Everything from the line containing "Task: set a point on the pink" to the last line of the entries must be reproduced exactly, and nothing outside that range.

****************

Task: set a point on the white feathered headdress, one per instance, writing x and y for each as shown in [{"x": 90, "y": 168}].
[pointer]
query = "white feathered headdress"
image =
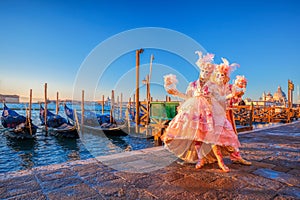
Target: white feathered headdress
[{"x": 205, "y": 61}]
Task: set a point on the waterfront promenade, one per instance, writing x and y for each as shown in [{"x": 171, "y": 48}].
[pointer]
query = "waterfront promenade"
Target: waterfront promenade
[{"x": 156, "y": 174}]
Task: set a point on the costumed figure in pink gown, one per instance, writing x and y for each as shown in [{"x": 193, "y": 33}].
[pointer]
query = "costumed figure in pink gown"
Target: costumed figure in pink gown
[
  {"x": 229, "y": 93},
  {"x": 200, "y": 127}
]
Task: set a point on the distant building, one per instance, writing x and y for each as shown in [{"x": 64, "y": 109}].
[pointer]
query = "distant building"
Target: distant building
[
  {"x": 279, "y": 97},
  {"x": 9, "y": 98}
]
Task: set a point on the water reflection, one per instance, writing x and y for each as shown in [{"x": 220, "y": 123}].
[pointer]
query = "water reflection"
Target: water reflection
[
  {"x": 98, "y": 143},
  {"x": 70, "y": 146},
  {"x": 24, "y": 149}
]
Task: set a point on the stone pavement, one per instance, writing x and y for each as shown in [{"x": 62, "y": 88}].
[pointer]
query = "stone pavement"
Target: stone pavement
[{"x": 156, "y": 174}]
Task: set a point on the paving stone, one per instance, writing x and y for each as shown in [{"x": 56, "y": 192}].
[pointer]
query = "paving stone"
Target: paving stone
[
  {"x": 261, "y": 182},
  {"x": 274, "y": 174},
  {"x": 278, "y": 176},
  {"x": 54, "y": 174},
  {"x": 19, "y": 188},
  {"x": 80, "y": 191},
  {"x": 99, "y": 178},
  {"x": 60, "y": 183},
  {"x": 37, "y": 195},
  {"x": 291, "y": 192}
]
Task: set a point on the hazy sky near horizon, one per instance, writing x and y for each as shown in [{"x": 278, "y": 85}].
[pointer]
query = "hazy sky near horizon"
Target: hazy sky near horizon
[{"x": 49, "y": 40}]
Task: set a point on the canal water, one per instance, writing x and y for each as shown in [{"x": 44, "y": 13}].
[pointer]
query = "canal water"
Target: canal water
[{"x": 46, "y": 149}]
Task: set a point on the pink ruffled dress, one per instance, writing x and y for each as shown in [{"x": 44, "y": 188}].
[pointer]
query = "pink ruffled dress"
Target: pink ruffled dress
[{"x": 200, "y": 119}]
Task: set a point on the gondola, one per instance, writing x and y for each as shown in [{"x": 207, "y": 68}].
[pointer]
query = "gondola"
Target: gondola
[
  {"x": 57, "y": 125},
  {"x": 96, "y": 122},
  {"x": 16, "y": 125}
]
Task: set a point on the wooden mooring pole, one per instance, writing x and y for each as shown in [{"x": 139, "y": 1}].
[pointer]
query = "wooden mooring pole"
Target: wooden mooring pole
[
  {"x": 29, "y": 111},
  {"x": 57, "y": 103},
  {"x": 45, "y": 109},
  {"x": 112, "y": 106},
  {"x": 82, "y": 106},
  {"x": 103, "y": 103},
  {"x": 137, "y": 98}
]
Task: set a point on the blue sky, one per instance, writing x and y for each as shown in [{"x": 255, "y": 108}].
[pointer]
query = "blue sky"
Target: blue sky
[{"x": 47, "y": 41}]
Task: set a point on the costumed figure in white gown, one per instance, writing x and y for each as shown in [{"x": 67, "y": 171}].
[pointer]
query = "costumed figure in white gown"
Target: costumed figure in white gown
[{"x": 200, "y": 127}]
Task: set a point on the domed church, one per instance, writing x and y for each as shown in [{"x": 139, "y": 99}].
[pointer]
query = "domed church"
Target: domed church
[{"x": 278, "y": 97}]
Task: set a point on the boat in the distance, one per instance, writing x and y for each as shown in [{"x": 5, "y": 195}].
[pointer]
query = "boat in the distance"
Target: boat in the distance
[
  {"x": 96, "y": 122},
  {"x": 57, "y": 125},
  {"x": 16, "y": 125}
]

****************

• [Solution to this exercise]:
Task: set a point on the pink ruffled dress, one per instance, writing x and y for each as shown in [{"x": 44, "y": 188}].
[pointer]
query = "pink ruffled dress"
Target: pink ruffled dress
[{"x": 200, "y": 119}]
Task: set a point on the gondola, one per instance, writing x and y for each as shown in [{"x": 207, "y": 68}].
[pointer]
query = "gondola"
Target: gondola
[
  {"x": 57, "y": 125},
  {"x": 96, "y": 122},
  {"x": 16, "y": 125}
]
Task: set a point on the wooden mooring pole, one per instance, writing x and y for each as shown in [{"x": 139, "y": 1}].
[pointer]
query = "wooden mooring pole"
Target: wooden mooring pole
[
  {"x": 29, "y": 111},
  {"x": 57, "y": 103},
  {"x": 45, "y": 109},
  {"x": 112, "y": 106},
  {"x": 82, "y": 106},
  {"x": 103, "y": 103},
  {"x": 137, "y": 98}
]
Task: set a point on the blue sky, one per instance, writing x and y for each as shown in [{"x": 255, "y": 108}].
[pointer]
query = "blue sky"
Target: blue sky
[{"x": 47, "y": 41}]
Task: set a point on the costumed figure in white gown, one per instance, writing x and y for each as shown in [{"x": 67, "y": 171}].
[pointer]
query = "costumed figure in white gown"
Target: costumed figure in white gown
[{"x": 200, "y": 127}]
Task: set a point on the domed church, one per instance, writing x and y for each as shown in [{"x": 139, "y": 99}].
[pointer]
query = "domed church"
Target: domed church
[{"x": 278, "y": 97}]
Task: set a point on the boat in the distance, one per instance, writing x and y for each as shown in [{"x": 5, "y": 195}].
[pointer]
query = "boat in the distance"
Target: boat in the distance
[
  {"x": 96, "y": 122},
  {"x": 57, "y": 125},
  {"x": 16, "y": 125}
]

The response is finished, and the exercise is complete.